**Vorliegender Auszug**
Jim Jarmusch- Jarmusch zeigt die Lakonie, die wir bei seinem finnischen Zwillingsbruder Aki vermissten. Eine Schauspielerin hat eine zehnminütige Drehpause und versucht in ihrem Trailer, bei Musik zu entspannen, mit ihrem Freund zu telefonieren und etwas zu essen. Doch stattdessen kommt u.a. anderem der Tonmann und greift ihr tief ins Dekollete, um den Sitz des Mikros zu überprüfen. Wie auch Wenders macht geschickt Gebrauch von der Musik, die ja auch die Filme verbindet. Und irgendwie gelingt es ihm, so gar nicht gehetzt zu wirken. man ahnt zwar, daß weder die Schauspielerin noch der Zuschauer sich bei den Klängen von Glenn Gould entspannen werden wird, und schnell wird klar, daß eine Unterbrechung die nächste jagen wird, doch Jarmsuch ist dabei im Gegensatz zu Kaurismäki immer zwei beats hinter der zeit, er nutzt die zehn Minuten, um einen zwar etwas wenig aussagekräftigen, aber perfekt funktionierenden Film zu gestalten. Und durch den Titel wird das Thema der Irrealität der Filmwelt einer Filmschauspielerin jenseits der Kamera noch abermals gebrochen.

Twelve Miles to Trona
(Regie und Buch: Wim Wenders, mit Charles Esten, Amber Tamblyn)

Wim Wenders- Der Beitrag von Wenders hat mich am meisten verzückt. Ein Mann in Luxuslimousine hält vor einer Klinik, um festzustellen, daß sie an diesem Tag geschlossen ist. Nun macht er sich auf nach "Trona", und es wird schnell klar, daß er sich beeilen muß. Zunächst dachte ich, er bekämpfe die Symptome einer immensen Müdigkeit, wozu er ähnliche Mittel verwendete, wie auch ich sie bei nächtlichen Autobahnfahrten einzusetzen pflege, bis die nächste Raststätte und die Chance zu etwas "Shut-Eye" gegeben ist. Er singt lauthals mit zu den Klängen seiner Stereoanlage und dreht das Fenster runter. Doch schnell wird durch die visuellen Verzerrungen und den Off-Kommentar klar, daß der Herr wegen einer Überdosis das Krankenhaus schnell erreichen will.
    Im Faltblatt zum Film räumt Wenders ein, er "fürchte", der Film sei autobiographisch inspiriert. Was vielleicht erklärt, wie sehr es ihm gelang, die Situation mit ebenso erschreckenden wie faszinierenden Bildern einzufangen. Ein besonderes Schmankerl für mich war, daß ich die beiden Songs von den Eels kenne, die die Geschichte begleiten und auch kommentieren. "Souljacker, Part I" und "Woman Driving, Man Sleeping" sind zwar auf meiner CD in umgekehrter Reihenfolge vertreten, aber trotzdem verschaffte diese Musikauswahl dem Film eine zusätzliche Realität und aus der Musik entstehende Dramaturgie. Allein diese Episode war für mich Grund genug für einen Kinobesuch. Und die anderen sind ja auch nicht schlecht.

**Aufgabe**
Kopiere aus der Filmbesprechung wörtlich den Abschnitt, der mit „Im Faltblatt zum“ beginnt und mit „auch nicht schlecht.“ endet.

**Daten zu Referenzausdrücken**
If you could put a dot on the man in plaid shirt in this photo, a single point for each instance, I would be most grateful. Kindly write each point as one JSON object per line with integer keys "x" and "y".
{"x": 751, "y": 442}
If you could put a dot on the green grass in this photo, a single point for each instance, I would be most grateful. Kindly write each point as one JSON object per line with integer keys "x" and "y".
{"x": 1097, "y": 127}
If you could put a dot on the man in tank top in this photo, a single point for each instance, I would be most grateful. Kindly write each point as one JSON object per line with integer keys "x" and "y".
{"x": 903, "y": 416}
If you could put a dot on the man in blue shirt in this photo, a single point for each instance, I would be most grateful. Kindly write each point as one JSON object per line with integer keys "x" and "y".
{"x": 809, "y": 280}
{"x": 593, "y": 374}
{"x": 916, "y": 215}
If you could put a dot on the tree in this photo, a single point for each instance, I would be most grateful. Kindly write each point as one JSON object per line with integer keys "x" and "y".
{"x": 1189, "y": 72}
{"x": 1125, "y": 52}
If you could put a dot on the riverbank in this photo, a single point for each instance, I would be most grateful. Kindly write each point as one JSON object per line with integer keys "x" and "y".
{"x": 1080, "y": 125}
---
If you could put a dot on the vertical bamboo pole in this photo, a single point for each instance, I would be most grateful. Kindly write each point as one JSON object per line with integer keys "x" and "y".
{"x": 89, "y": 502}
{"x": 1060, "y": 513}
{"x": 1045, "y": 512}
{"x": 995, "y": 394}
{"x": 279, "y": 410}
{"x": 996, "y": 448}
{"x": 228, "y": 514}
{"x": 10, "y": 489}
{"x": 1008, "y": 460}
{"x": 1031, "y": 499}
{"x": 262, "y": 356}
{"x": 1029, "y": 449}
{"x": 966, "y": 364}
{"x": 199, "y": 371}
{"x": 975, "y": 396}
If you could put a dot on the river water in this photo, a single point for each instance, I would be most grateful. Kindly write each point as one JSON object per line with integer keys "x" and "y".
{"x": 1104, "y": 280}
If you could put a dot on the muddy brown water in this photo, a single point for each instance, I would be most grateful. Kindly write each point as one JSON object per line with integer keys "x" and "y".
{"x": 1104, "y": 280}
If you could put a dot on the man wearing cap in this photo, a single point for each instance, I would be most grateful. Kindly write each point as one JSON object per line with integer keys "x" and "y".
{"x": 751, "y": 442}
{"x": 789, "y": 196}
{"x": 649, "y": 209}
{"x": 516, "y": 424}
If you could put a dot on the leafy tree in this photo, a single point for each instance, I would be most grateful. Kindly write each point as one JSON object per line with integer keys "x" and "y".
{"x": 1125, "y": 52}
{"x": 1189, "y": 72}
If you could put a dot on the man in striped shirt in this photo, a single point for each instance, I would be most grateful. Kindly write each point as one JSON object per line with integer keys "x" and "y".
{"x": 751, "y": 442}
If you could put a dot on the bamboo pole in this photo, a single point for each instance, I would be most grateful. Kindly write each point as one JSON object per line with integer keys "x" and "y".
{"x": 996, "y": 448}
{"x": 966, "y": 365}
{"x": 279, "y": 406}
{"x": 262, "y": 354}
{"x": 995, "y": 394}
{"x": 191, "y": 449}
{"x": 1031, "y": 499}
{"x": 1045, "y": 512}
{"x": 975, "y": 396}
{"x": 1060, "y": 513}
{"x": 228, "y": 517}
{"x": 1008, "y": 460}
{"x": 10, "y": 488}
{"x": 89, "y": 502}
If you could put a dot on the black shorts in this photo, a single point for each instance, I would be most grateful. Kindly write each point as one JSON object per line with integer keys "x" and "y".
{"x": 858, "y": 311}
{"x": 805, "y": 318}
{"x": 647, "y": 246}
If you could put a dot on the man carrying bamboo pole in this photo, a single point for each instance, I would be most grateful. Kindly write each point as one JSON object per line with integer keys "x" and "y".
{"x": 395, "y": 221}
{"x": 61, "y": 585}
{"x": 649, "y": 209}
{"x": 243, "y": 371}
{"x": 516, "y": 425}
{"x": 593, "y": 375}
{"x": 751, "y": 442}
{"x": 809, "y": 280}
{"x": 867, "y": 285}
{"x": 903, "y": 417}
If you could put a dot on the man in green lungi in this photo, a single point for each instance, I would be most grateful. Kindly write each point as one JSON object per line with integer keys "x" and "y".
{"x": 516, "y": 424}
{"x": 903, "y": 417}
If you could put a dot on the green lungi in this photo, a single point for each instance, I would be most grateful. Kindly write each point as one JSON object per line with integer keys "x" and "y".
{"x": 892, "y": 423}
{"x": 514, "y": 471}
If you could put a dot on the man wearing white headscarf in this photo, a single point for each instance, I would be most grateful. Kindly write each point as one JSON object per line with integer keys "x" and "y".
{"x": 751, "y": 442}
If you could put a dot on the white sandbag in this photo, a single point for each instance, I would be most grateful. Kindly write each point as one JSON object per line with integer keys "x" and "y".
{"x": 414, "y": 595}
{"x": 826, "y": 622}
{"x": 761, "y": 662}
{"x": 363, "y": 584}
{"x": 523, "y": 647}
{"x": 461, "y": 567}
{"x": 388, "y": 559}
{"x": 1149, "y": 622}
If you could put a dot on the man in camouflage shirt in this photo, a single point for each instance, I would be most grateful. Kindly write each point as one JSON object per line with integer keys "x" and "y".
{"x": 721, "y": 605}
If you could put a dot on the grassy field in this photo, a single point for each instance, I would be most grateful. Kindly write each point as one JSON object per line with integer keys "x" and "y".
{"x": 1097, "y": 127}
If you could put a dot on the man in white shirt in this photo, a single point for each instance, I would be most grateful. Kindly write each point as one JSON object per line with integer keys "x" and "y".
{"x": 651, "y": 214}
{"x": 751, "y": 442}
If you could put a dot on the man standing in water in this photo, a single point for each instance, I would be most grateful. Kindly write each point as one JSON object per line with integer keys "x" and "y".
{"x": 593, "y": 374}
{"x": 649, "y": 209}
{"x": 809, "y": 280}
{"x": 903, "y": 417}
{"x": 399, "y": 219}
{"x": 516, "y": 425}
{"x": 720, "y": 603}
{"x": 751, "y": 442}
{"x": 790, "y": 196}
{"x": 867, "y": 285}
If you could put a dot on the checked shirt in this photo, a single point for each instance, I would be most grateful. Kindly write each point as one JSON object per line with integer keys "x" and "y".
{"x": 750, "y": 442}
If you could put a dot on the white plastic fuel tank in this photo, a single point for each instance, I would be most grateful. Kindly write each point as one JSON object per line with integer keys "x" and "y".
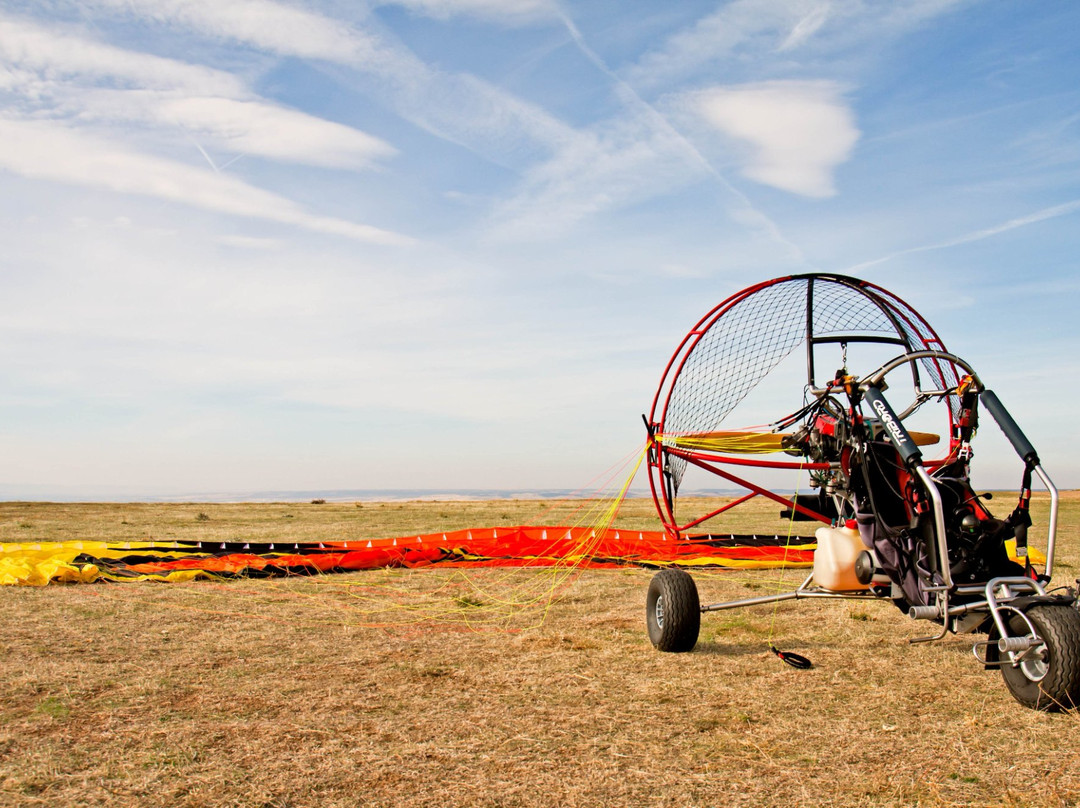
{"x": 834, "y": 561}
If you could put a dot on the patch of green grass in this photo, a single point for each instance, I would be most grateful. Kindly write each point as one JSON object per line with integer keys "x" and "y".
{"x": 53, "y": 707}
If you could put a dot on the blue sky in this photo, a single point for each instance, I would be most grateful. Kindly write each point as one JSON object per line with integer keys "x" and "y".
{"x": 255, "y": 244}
--
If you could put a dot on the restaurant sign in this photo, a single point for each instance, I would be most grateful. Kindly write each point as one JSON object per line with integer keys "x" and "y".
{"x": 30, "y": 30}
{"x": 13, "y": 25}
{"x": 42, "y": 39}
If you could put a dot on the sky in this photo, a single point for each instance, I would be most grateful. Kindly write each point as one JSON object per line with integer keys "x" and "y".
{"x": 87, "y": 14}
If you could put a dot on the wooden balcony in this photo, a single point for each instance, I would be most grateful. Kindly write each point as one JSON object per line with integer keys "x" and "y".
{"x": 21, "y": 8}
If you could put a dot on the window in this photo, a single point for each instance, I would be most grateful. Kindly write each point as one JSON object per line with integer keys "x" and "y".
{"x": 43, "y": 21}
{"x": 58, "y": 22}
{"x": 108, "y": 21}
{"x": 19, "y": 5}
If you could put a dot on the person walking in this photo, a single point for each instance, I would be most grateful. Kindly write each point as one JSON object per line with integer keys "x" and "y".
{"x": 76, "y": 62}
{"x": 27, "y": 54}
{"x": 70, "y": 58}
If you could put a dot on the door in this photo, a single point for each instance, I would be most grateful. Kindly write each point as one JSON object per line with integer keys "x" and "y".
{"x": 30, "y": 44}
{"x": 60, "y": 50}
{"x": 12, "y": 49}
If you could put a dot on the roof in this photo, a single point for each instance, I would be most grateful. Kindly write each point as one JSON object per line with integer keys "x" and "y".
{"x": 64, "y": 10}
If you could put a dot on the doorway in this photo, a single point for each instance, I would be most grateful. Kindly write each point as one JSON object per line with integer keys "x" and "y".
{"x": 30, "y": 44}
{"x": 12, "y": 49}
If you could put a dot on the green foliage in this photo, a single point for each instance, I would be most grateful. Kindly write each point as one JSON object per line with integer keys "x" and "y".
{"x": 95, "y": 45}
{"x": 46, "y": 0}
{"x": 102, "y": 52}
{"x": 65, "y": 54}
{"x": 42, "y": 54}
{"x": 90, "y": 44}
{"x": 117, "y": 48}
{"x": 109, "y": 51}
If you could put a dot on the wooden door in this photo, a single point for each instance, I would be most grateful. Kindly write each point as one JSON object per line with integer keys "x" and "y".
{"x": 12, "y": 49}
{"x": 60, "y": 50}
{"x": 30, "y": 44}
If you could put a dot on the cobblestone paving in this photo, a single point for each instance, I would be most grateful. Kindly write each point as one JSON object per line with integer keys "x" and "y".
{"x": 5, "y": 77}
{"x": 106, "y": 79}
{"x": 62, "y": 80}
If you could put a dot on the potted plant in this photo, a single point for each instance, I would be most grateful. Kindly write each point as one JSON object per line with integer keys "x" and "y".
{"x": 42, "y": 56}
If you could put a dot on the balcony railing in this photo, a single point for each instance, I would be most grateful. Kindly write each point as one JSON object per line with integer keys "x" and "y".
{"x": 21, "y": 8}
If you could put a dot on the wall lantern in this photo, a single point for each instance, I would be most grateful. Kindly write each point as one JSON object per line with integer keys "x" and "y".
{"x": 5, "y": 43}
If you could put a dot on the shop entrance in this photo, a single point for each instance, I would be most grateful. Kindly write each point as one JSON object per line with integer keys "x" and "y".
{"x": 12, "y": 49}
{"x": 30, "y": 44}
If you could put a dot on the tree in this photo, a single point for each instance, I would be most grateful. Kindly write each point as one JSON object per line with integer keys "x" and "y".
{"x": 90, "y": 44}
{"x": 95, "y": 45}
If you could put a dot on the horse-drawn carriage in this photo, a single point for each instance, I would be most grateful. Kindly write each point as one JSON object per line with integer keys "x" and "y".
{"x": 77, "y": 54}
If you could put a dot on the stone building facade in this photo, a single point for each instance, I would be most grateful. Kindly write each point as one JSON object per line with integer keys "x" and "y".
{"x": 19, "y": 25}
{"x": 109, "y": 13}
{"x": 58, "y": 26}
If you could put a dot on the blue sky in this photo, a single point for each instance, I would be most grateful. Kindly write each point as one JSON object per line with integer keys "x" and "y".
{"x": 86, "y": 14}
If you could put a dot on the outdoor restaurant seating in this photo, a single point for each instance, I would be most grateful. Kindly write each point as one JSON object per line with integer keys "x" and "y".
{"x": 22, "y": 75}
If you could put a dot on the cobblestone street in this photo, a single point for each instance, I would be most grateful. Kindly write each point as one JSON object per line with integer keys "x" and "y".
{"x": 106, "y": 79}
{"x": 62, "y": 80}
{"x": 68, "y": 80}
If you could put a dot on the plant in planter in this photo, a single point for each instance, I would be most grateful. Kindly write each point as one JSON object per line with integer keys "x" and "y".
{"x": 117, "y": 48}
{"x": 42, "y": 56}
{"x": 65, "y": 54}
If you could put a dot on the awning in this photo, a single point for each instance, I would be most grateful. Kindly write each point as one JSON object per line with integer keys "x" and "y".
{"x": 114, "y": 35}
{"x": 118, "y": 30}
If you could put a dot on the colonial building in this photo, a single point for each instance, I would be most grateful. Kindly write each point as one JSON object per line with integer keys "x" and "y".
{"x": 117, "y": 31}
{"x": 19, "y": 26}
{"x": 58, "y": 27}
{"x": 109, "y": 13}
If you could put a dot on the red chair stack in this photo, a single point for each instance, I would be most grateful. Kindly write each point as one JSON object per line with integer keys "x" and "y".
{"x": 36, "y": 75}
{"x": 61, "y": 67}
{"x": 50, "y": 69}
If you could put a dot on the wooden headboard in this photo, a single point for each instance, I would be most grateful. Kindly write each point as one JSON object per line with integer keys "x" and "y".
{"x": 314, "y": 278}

**Lösung**
Im Faltblatt zum Film räumt Wenders ein, er "fürchte", der Film sei autobiographisch inspiriert. Was vielleicht erklärt, wie sehr es ihm gelang, die Situation mit ebenso erschreckenden wie faszinierenden Bildern einzufangen. Ein besonderes Schmankerl für mich war, daß ich die beiden Songs von den Eels kenne, die die Geschichte begleiten und auch kommentieren. "Souljacker, Part I" und "Woman Driving, Man Sleeping" sind zwar auf meiner CD in umgekehrter Reihenfolge vertreten, aber trotzdem verschaffte diese Musikauswahl dem Film eine zusätzliche Realität und aus der Musik entstehende Dramaturgie. Allein diese Episode war für mich Grund genug für einen Kinobesuch. Und die anderen sind ja auch nicht schlecht.